▶ SELECTION
§

Bookmark and Share

Notice: On April 23, 2014, Statalist moved from an email list to a forum, based at

[Date Prev][Date Next][Thread Prev][Thread Next][Date Index][Thread Index]

RE: st: How to plot cdf after corrected kernel density

From   philippe van kerm <>
To   "" <>
Subject   RE: st: How to plot cdf after corrected kernel density
Date   Fri, 4 Oct 2013 12:30:46 +0000

Nick is right: -akdensity- does nothing specific to address lower and upper bounds for data on a restricted range. 

I guess the short answer Monica may be looking for is to use -integ- instead of -cumul- (but see Nick's point about crude integration methods on smart PDF estimation)

  sysuse auto
  _kdens mpg, g(b a)  
  integ b a , gen(cb)
  line cb a, sort

Note that if interest is ultimately in the (smoothed) CDF, she requires a much smaller bandwidth than what would be 'optimal' for the PDF estimation. 

A transformation of the data may sometimes be a way to deal with boundary issues in kernel density estimation.

§

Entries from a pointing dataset
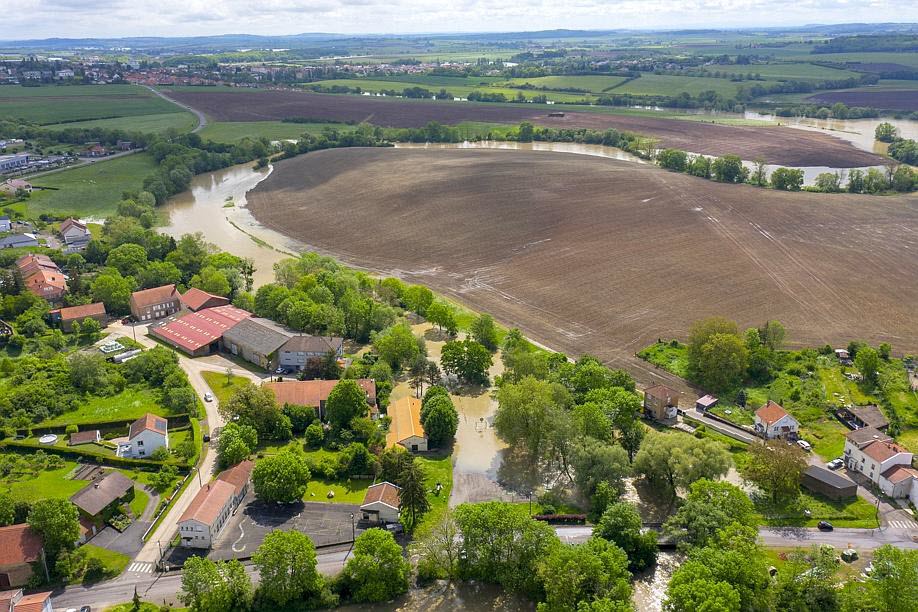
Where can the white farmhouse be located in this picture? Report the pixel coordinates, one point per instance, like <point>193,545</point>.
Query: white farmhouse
<point>147,433</point>
<point>381,503</point>
<point>772,421</point>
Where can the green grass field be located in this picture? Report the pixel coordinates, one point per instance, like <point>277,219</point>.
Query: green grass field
<point>56,104</point>
<point>664,85</point>
<point>132,403</point>
<point>221,388</point>
<point>231,132</point>
<point>48,484</point>
<point>182,121</point>
<point>92,190</point>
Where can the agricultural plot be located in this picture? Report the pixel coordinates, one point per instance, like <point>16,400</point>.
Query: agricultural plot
<point>525,229</point>
<point>48,105</point>
<point>775,145</point>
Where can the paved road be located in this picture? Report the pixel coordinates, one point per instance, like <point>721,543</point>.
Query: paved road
<point>159,588</point>
<point>202,119</point>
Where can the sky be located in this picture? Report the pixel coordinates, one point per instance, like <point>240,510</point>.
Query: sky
<point>115,18</point>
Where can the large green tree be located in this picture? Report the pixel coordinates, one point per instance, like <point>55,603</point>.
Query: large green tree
<point>280,478</point>
<point>286,562</point>
<point>673,461</point>
<point>376,571</point>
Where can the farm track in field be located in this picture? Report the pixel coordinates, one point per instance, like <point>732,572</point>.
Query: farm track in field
<point>773,144</point>
<point>591,255</point>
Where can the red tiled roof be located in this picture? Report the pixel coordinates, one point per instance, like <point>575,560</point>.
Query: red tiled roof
<point>384,492</point>
<point>195,299</point>
<point>197,329</point>
<point>151,422</point>
<point>771,412</point>
<point>19,544</point>
<point>155,295</point>
<point>237,475</point>
<point>312,392</point>
<point>208,502</point>
<point>898,473</point>
<point>32,603</point>
<point>81,312</point>
<point>881,450</point>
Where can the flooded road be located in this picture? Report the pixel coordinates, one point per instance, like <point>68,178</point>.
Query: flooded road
<point>215,206</point>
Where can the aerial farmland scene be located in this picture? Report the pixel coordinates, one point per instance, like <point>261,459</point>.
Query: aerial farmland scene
<point>434,306</point>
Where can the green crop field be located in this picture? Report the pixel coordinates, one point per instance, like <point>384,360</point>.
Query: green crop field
<point>231,132</point>
<point>92,190</point>
<point>182,121</point>
<point>51,104</point>
<point>373,85</point>
<point>595,84</point>
<point>664,85</point>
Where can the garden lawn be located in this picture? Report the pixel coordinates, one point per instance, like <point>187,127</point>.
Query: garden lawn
<point>48,484</point>
<point>132,403</point>
<point>857,512</point>
<point>222,389</point>
<point>91,190</point>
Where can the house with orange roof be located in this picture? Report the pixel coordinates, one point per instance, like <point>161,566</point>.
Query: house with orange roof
<point>405,427</point>
<point>772,421</point>
<point>207,514</point>
<point>382,503</point>
<point>145,435</point>
<point>20,550</point>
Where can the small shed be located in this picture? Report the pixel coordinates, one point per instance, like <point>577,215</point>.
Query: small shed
<point>828,483</point>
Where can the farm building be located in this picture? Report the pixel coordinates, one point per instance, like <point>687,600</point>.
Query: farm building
<point>661,403</point>
<point>381,503</point>
<point>155,303</point>
<point>314,393</point>
<point>405,428</point>
<point>772,421</point>
<point>146,434</point>
<point>199,333</point>
<point>66,317</point>
<point>103,496</point>
<point>828,483</point>
<point>20,547</point>
<point>299,351</point>
<point>194,300</point>
<point>257,341</point>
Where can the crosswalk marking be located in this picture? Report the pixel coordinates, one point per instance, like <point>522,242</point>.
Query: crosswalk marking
<point>903,524</point>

§

▶ AIM
Give a two-sentence summary of the forum reply above.

▶ ANSWER FOR THIS EXERCISE
The reply agrees that -akdensity- does nothing specific to handle lower and upper bounds for data on a restricted range. It suggests using -integ- rather than -cumul- to obtain the CDF, with example commands on the auto data, and notes that a smoothed CDF needs a much smaller bandwidth than would be optimal for the PDF and that transforming the data may sometimes address boundary issues in kernel density estimation.